Strona 1 z 4 1 2 3 4 OstatniOstatni
Pokaż wyniki od 1 do 10 z 32

Wątek: Szwendy tędy i owędy

  1. #1
    Forumowicz Roku 2018
    Kronikarz Roku 2018
    Forumowicz Roku 2017
    Kronikarz Roku 2014
    Ekspert Roku 2013
    Korespondent Roku 2008
    Awatar sir Bazyl
    Na forum od
    09.2005
    Rodem z
    Resmiasto
    Postów
    3,182

    Domyślnie Szwendy tędy i owędy

    Dawno, dawno temu (6-7.09.2008r.), gdzieś w odległej (km sto z hakiem) kapuścianej galaktyce , przeskakując rzucane mu pod nogi przez ciemną stronę mocy kłody, parł przed siebie nie-dzielny (sapie pod górę), nie-młody (mówią mu już na szlaku dzień dobry w miejsce cześć) i nie-bogaty (zapierniczał pieszo i bez giermka) rycerz (w obciachowej, jak się z pewnego wątku dowiedziałem zbroi moro), do którego pewna młoda i urocza dama zwracała się podczas ubiegłorocznego RIMBu na końcu świata per „serze Badylu”.

    „Niby nic - a tak to się zaczęło, niby nic - zwyczajne pa, pa, pa”:

    Minął kolejny tydzień pracy i otępiały kieratem codzienności umysł domaga się zresetowania. Już on tam najlepiej wie jak pomóc i co dla mnie będzie najlepsze, więc po chwili na dywanie pojawiają się: plecak, trepy i polar, który na dobre zastąpił już flanelę i wełniany sweter, tak jak kurtka z cud-membraną gumowy anorak. Na pamiątkę pozostały zdjęcia w kratę i wspomnienia nie do zapomnienia.
    Skoro już się pochwaliłem czego to też ja nie mam na wyposażeniu, możemy powrócić do tu i teraz, czyli do ofert składanych przez ten organ skomplikowany i wybujały (oczywiście chodzi mi o ten organ na literkę „m”) a wykorzystywany ponoć tylko w znikomym procencie. W celu wiadomym zaserwował mi błyskawiczny pokaz slajdów boru zielonego i rozległych panoram z podkładem dźwiękowym w wykonaniu szemrzącego na kaskadach potoku. Ździebko przelukrował, ale skutek osiągnął. Natychmiast rozpocząłem upychanie dobytku i kompletowanie zestawu żywieniowego na najbliższe dwa dni. Okazało się, że prawie wszystko mam, brakowało jedynie kiełbaski i browarka. Nie tracąc czasu pognałem do sklepu w celu ich pozyskania, gdyż wiedziałem, że po drodze będą nieosiągalne. Jeszcze tylko wieczorem w łóżku namiętna szamotanina z mapami i rozpalony oczekiwaniem co przyniesie następny dzień zasypiam.

Cel zadania – Przepisz wiernie fragment tekstu od słów „Minął kolejny tydzień” do słów „nie do zapomnienia.”, wliczając oba te miejsca.

Dostarczone rekordy –
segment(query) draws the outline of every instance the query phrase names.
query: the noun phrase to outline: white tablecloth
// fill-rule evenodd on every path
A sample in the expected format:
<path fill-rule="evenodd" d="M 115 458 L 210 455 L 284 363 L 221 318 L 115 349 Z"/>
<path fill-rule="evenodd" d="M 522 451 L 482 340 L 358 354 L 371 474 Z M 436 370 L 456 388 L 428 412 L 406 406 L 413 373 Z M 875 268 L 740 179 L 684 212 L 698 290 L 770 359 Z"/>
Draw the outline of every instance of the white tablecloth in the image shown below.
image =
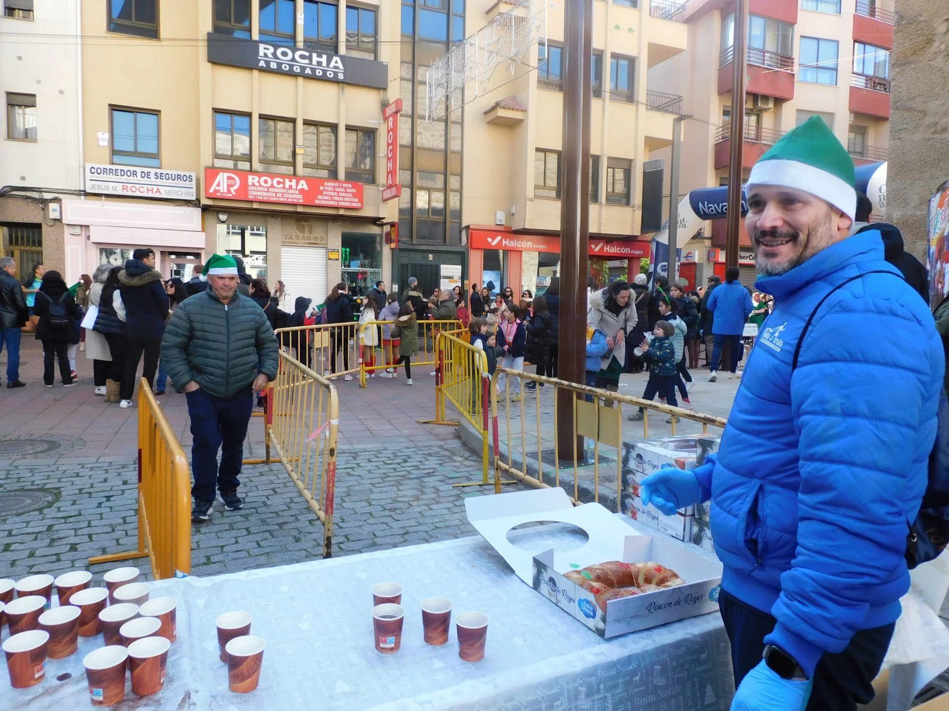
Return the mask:
<path fill-rule="evenodd" d="M 401 649 L 378 653 L 372 596 L 378 582 L 404 587 Z M 178 599 L 177 641 L 165 687 L 115 708 L 184 711 L 290 709 L 728 709 L 734 693 L 728 641 L 716 613 L 605 641 L 513 575 L 474 537 L 214 577 L 153 583 L 152 596 Z M 490 618 L 487 653 L 457 654 L 454 620 L 447 645 L 422 641 L 419 602 L 449 597 L 455 612 Z M 260 686 L 228 689 L 218 661 L 214 618 L 244 610 L 251 633 L 267 640 Z M 91 707 L 83 656 L 102 644 L 82 639 L 79 652 L 50 660 L 45 681 L 14 690 L 0 681 L 0 708 Z M 6 664 L 5 662 L 0 664 Z M 6 677 L 6 669 L 3 670 Z M 71 678 L 57 681 L 57 677 Z"/>

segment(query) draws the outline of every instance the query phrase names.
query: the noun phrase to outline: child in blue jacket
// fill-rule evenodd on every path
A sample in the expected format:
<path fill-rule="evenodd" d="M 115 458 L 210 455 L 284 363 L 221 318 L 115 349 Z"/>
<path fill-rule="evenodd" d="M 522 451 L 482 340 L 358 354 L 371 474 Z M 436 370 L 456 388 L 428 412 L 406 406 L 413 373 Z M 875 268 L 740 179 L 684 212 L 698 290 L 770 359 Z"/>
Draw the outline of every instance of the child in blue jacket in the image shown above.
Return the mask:
<path fill-rule="evenodd" d="M 652 343 L 643 340 L 635 351 L 649 366 L 649 382 L 642 392 L 643 400 L 652 400 L 657 393 L 664 397 L 666 405 L 679 407 L 676 400 L 676 348 L 672 335 L 676 329 L 669 321 L 657 321 L 653 329 Z M 629 415 L 633 422 L 642 419 L 642 408 Z"/>

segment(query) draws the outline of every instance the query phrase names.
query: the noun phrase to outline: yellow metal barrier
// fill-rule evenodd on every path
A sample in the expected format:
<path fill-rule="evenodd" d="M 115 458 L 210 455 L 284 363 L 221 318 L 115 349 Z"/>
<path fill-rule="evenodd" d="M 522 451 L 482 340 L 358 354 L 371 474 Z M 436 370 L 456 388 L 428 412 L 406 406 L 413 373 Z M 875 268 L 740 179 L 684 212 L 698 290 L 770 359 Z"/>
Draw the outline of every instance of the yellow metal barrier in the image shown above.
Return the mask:
<path fill-rule="evenodd" d="M 378 329 L 382 326 L 391 326 L 394 321 L 368 321 L 363 325 L 360 331 L 360 344 L 362 345 L 365 339 L 365 333 L 368 329 Z M 421 335 L 419 336 L 419 353 L 413 356 L 412 365 L 413 366 L 423 366 L 423 365 L 436 365 L 437 362 L 437 349 L 436 346 L 436 340 L 438 337 L 438 334 L 449 334 L 451 336 L 459 336 L 462 333 L 462 327 L 460 321 L 420 321 Z M 377 331 L 377 338 L 378 331 Z M 375 373 L 376 371 L 385 370 L 386 368 L 399 368 L 400 366 L 395 365 L 395 361 L 399 359 L 399 347 L 393 345 L 392 343 L 380 343 L 374 348 L 381 349 L 381 357 L 376 359 L 376 353 L 373 351 L 373 362 L 372 364 L 366 364 L 363 362 L 363 358 L 360 358 L 360 387 L 365 387 L 365 376 L 367 374 Z M 362 355 L 362 349 L 360 349 Z"/>
<path fill-rule="evenodd" d="M 324 377 L 352 375 L 360 371 L 362 349 L 356 321 L 278 328 L 274 334 L 281 348 L 293 351 L 296 360 Z"/>
<path fill-rule="evenodd" d="M 326 378 L 280 351 L 276 379 L 267 392 L 265 460 L 276 455 L 323 523 L 323 556 L 333 543 L 336 447 L 340 400 Z M 251 462 L 245 462 L 251 464 Z"/>
<path fill-rule="evenodd" d="M 89 564 L 144 557 L 156 580 L 191 574 L 191 474 L 145 378 L 139 381 L 139 549 Z"/>
<path fill-rule="evenodd" d="M 505 383 L 503 392 L 498 390 L 498 378 L 504 374 Z M 523 389 L 520 396 L 511 397 L 511 381 L 512 377 L 521 380 L 522 386 L 526 382 L 535 383 L 532 392 Z M 544 388 L 541 388 L 541 385 Z M 551 387 L 552 386 L 552 387 Z M 568 391 L 570 396 L 570 411 L 560 412 L 558 397 L 561 391 Z M 560 462 L 572 460 L 573 463 L 573 495 L 570 497 L 574 504 L 581 503 L 579 468 L 587 465 L 586 461 L 585 447 L 578 443 L 578 438 L 592 440 L 594 447 L 593 454 L 593 501 L 600 501 L 600 445 L 605 445 L 617 450 L 616 456 L 616 508 L 621 510 L 620 493 L 623 491 L 623 406 L 634 406 L 636 409 L 642 408 L 642 438 L 649 437 L 649 412 L 659 412 L 663 415 L 671 415 L 672 434 L 676 434 L 679 420 L 688 420 L 698 423 L 702 426 L 702 433 L 708 434 L 709 427 L 716 427 L 724 429 L 726 421 L 714 415 L 693 412 L 681 408 L 673 408 L 661 403 L 643 400 L 639 397 L 621 395 L 618 392 L 590 388 L 586 385 L 576 385 L 566 380 L 558 380 L 552 377 L 544 377 L 531 373 L 512 371 L 508 368 L 498 367 L 492 377 L 492 387 L 489 389 L 491 398 L 491 418 L 492 435 L 494 450 L 494 490 L 501 491 L 502 472 L 512 475 L 519 482 L 534 486 L 536 488 L 546 488 L 550 486 L 560 486 Z M 542 412 L 541 396 L 544 400 L 552 395 L 552 421 L 544 418 Z M 498 432 L 498 401 L 504 405 L 506 424 L 506 443 L 507 443 L 507 462 L 501 456 L 501 442 Z M 601 404 L 603 401 L 605 404 Z M 512 413 L 512 406 L 519 405 L 519 411 Z M 531 407 L 533 406 L 533 407 Z M 532 411 L 531 411 L 532 410 Z M 627 411 L 629 411 L 627 410 Z M 513 420 L 513 428 L 512 421 Z M 572 440 L 572 447 L 569 452 L 561 452 L 558 442 L 558 429 L 561 422 L 570 422 L 573 431 L 577 435 Z M 529 427 L 530 425 L 530 427 Z M 528 457 L 534 454 L 534 447 L 528 446 L 528 440 L 536 438 L 537 456 L 537 476 L 532 476 L 528 472 Z M 545 481 L 545 465 L 548 463 L 544 458 L 545 439 L 552 444 L 552 462 L 549 468 L 553 470 L 549 481 Z M 514 464 L 515 442 L 520 444 L 520 466 Z M 578 452 L 579 447 L 579 452 Z M 547 447 L 549 454 L 549 446 Z M 565 455 L 566 456 L 562 456 Z M 579 455 L 579 456 L 578 456 Z"/>

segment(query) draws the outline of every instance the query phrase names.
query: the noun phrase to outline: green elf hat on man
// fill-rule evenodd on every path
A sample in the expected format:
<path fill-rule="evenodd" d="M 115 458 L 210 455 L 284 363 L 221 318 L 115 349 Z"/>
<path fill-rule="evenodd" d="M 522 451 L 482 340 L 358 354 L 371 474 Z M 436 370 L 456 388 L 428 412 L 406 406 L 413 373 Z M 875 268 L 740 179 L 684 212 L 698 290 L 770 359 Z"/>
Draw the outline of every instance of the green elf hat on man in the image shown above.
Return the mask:
<path fill-rule="evenodd" d="M 752 168 L 746 191 L 772 185 L 809 192 L 851 220 L 857 213 L 857 179 L 847 149 L 819 116 L 785 134 Z"/>
<path fill-rule="evenodd" d="M 230 254 L 212 254 L 201 274 L 205 277 L 225 274 L 237 276 L 237 263 Z"/>

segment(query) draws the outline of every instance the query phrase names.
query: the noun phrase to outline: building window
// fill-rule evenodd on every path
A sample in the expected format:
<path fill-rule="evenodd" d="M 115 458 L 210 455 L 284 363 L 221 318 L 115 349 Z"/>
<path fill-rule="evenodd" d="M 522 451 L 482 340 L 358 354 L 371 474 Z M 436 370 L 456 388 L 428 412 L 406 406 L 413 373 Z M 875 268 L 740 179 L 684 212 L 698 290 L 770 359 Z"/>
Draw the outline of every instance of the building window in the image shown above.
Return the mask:
<path fill-rule="evenodd" d="M 35 94 L 7 94 L 7 137 L 36 140 Z"/>
<path fill-rule="evenodd" d="M 260 41 L 293 46 L 296 10 L 293 0 L 260 0 Z"/>
<path fill-rule="evenodd" d="M 809 83 L 836 85 L 838 44 L 836 40 L 802 37 L 798 79 Z"/>
<path fill-rule="evenodd" d="M 635 101 L 633 99 L 633 75 L 636 60 L 632 57 L 611 55 L 609 58 L 609 98 L 614 101 Z"/>
<path fill-rule="evenodd" d="M 214 168 L 251 170 L 251 117 L 214 112 Z"/>
<path fill-rule="evenodd" d="M 303 124 L 303 174 L 336 177 L 336 126 Z"/>
<path fill-rule="evenodd" d="M 293 121 L 286 118 L 264 118 L 257 123 L 257 157 L 260 167 L 272 173 L 293 174 Z"/>
<path fill-rule="evenodd" d="M 597 99 L 603 96 L 603 52 L 597 49 L 590 58 L 590 87 Z"/>
<path fill-rule="evenodd" d="M 863 42 L 853 43 L 853 71 L 867 77 L 889 79 L 889 52 Z"/>
<path fill-rule="evenodd" d="M 850 124 L 847 134 L 847 151 L 860 158 L 866 157 L 866 126 Z"/>
<path fill-rule="evenodd" d="M 33 0 L 4 0 L 3 15 L 15 20 L 32 20 Z"/>
<path fill-rule="evenodd" d="M 590 202 L 600 202 L 600 156 L 590 155 Z"/>
<path fill-rule="evenodd" d="M 346 54 L 376 59 L 376 10 L 346 6 Z"/>
<path fill-rule="evenodd" d="M 112 109 L 112 162 L 152 168 L 161 165 L 157 113 Z"/>
<path fill-rule="evenodd" d="M 346 180 L 376 182 L 376 133 L 365 129 L 346 129 Z"/>
<path fill-rule="evenodd" d="M 214 0 L 214 31 L 251 39 L 251 0 Z"/>
<path fill-rule="evenodd" d="M 158 0 L 109 0 L 109 31 L 158 39 Z"/>
<path fill-rule="evenodd" d="M 307 47 L 336 52 L 337 12 L 338 9 L 332 3 L 304 0 L 303 39 Z"/>
<path fill-rule="evenodd" d="M 534 197 L 560 199 L 560 151 L 534 151 Z"/>
<path fill-rule="evenodd" d="M 815 12 L 829 12 L 833 15 L 839 15 L 840 0 L 804 0 L 801 3 L 801 9 L 812 9 Z"/>
<path fill-rule="evenodd" d="M 606 204 L 629 205 L 629 175 L 632 161 L 625 158 L 606 159 Z"/>
<path fill-rule="evenodd" d="M 564 88 L 564 48 L 548 42 L 537 46 L 537 86 L 560 91 Z"/>

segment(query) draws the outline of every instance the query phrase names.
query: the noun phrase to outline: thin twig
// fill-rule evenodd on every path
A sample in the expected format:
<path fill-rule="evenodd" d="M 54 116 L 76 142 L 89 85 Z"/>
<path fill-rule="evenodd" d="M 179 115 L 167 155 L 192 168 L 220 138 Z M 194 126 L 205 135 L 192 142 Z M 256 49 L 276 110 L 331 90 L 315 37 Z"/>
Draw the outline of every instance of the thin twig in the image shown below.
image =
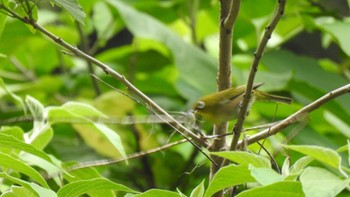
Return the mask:
<path fill-rule="evenodd" d="M 92 55 L 91 53 L 89 53 L 89 41 L 88 41 L 88 37 L 87 35 L 85 34 L 84 30 L 83 30 L 83 27 L 80 23 L 76 22 L 76 25 L 77 25 L 77 29 L 78 29 L 78 32 L 79 32 L 79 36 L 80 36 L 80 42 L 81 42 L 81 47 L 83 49 L 83 51 L 89 55 Z M 89 69 L 89 73 L 90 75 L 94 75 L 95 74 L 95 69 L 92 65 L 92 63 L 90 61 L 86 61 L 86 64 L 87 64 L 87 67 Z M 92 76 L 90 76 L 90 79 L 91 79 L 91 82 L 92 82 L 92 87 L 94 88 L 94 91 L 95 91 L 95 94 L 96 96 L 99 96 L 101 95 L 101 89 L 100 87 L 98 86 L 98 83 L 96 81 L 96 79 Z"/>
<path fill-rule="evenodd" d="M 261 139 L 264 139 L 266 137 L 275 135 L 276 133 L 278 133 L 282 129 L 297 122 L 298 120 L 300 120 L 300 118 L 305 117 L 308 113 L 316 110 L 317 108 L 324 105 L 325 103 L 331 101 L 332 99 L 334 99 L 338 96 L 341 96 L 343 94 L 347 94 L 349 92 L 350 92 L 350 84 L 347 84 L 347 85 L 344 85 L 338 89 L 335 89 L 335 90 L 325 94 L 321 98 L 319 98 L 316 101 L 310 103 L 309 105 L 303 107 L 302 109 L 300 109 L 299 111 L 295 112 L 294 114 L 288 116 L 286 119 L 280 121 L 276 125 L 268 128 L 268 129 L 265 129 L 265 130 L 255 134 L 255 135 L 248 137 L 248 139 L 247 139 L 248 144 L 252 144 L 252 143 L 255 143 L 255 142 L 257 142 Z M 240 141 L 238 143 L 239 146 L 241 144 L 242 144 L 242 141 Z"/>
<path fill-rule="evenodd" d="M 165 115 L 167 116 L 171 122 L 169 122 L 169 126 L 171 126 L 172 128 L 175 129 L 175 131 L 177 133 L 179 133 L 183 138 L 185 138 L 187 141 L 189 141 L 193 146 L 195 146 L 196 148 L 198 148 L 198 150 L 204 155 L 206 156 L 211 162 L 213 162 L 216 166 L 218 165 L 214 160 L 212 160 L 210 158 L 210 156 L 208 156 L 201 148 L 200 146 L 203 147 L 208 147 L 208 142 L 205 139 L 202 139 L 201 137 L 197 136 L 196 134 L 194 134 L 192 131 L 190 131 L 189 129 L 187 129 L 184 125 L 182 125 L 181 123 L 179 123 L 178 121 L 176 121 L 175 118 L 173 118 L 168 112 L 166 112 L 163 108 L 161 108 L 158 104 L 156 104 L 152 99 L 150 99 L 148 96 L 146 96 L 143 92 L 141 92 L 139 89 L 137 89 L 132 83 L 130 83 L 124 75 L 116 72 L 115 70 L 113 70 L 111 67 L 109 67 L 108 65 L 100 62 L 99 60 L 91 57 L 90 55 L 82 52 L 81 50 L 79 50 L 78 48 L 70 45 L 69 43 L 67 43 L 66 41 L 64 41 L 62 38 L 57 37 L 56 35 L 52 34 L 51 32 L 49 32 L 48 30 L 46 30 L 44 27 L 42 27 L 41 25 L 39 25 L 38 23 L 36 23 L 36 21 L 32 20 L 31 17 L 21 17 L 18 14 L 16 14 L 15 12 L 13 12 L 12 10 L 10 10 L 9 8 L 0 5 L 0 9 L 5 10 L 6 12 L 10 13 L 14 18 L 29 24 L 31 26 L 33 26 L 35 29 L 37 29 L 38 31 L 40 31 L 41 33 L 45 34 L 47 37 L 49 37 L 50 39 L 52 39 L 55 43 L 57 43 L 58 45 L 66 48 L 67 50 L 71 51 L 72 53 L 74 53 L 76 56 L 81 57 L 83 59 L 86 59 L 88 61 L 90 61 L 91 63 L 95 64 L 96 66 L 100 67 L 106 74 L 113 76 L 115 79 L 117 79 L 118 81 L 120 81 L 121 83 L 123 83 L 127 88 L 129 88 L 129 90 L 133 93 L 135 93 L 136 95 L 138 95 L 147 105 L 151 106 L 151 108 L 153 109 L 153 111 L 155 111 L 156 113 L 159 113 L 161 115 Z M 187 137 L 187 135 L 189 137 Z M 200 146 L 199 146 L 199 145 Z"/>
<path fill-rule="evenodd" d="M 160 152 L 160 151 L 163 151 L 165 149 L 171 148 L 173 146 L 176 146 L 176 145 L 179 145 L 179 144 L 182 144 L 182 143 L 185 143 L 185 142 L 187 142 L 187 140 L 186 139 L 182 139 L 182 140 L 179 140 L 179 141 L 175 141 L 175 142 L 171 142 L 171 143 L 165 144 L 165 145 L 160 146 L 160 147 L 152 148 L 152 149 L 147 150 L 147 151 L 140 151 L 140 152 L 137 152 L 137 153 L 133 153 L 133 154 L 130 154 L 130 155 L 126 156 L 126 157 L 121 157 L 121 158 L 118 158 L 118 159 L 104 159 L 104 160 L 98 160 L 98 161 L 84 162 L 84 163 L 80 163 L 78 165 L 69 167 L 69 168 L 66 169 L 66 171 L 69 172 L 69 171 L 73 171 L 73 170 L 79 170 L 79 169 L 82 169 L 82 168 L 98 167 L 98 166 L 105 166 L 105 165 L 116 164 L 116 163 L 120 163 L 120 162 L 123 162 L 123 161 L 128 161 L 130 159 L 140 158 L 140 157 L 143 157 L 145 155 L 149 155 L 149 154 L 152 154 L 152 153 Z"/>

Rozwiązanie zadania –
Minął kolejny tydzień pracy i otępiały kieratem codzienności umysł domaga się zresetowania. Już on tam najlepiej wie jak pomóc i co dla mnie będzie najlepsze, więc po chwili na dywanie pojawiają się: plecak, trepy i polar, który na dobre zastąpił już flanelę i wełniany sweter, tak jak kurtka z cud-membraną gumowy anorak. Na pamiątkę pozostały zdjęcia w kratę i wspomnienia nie do zapomnienia.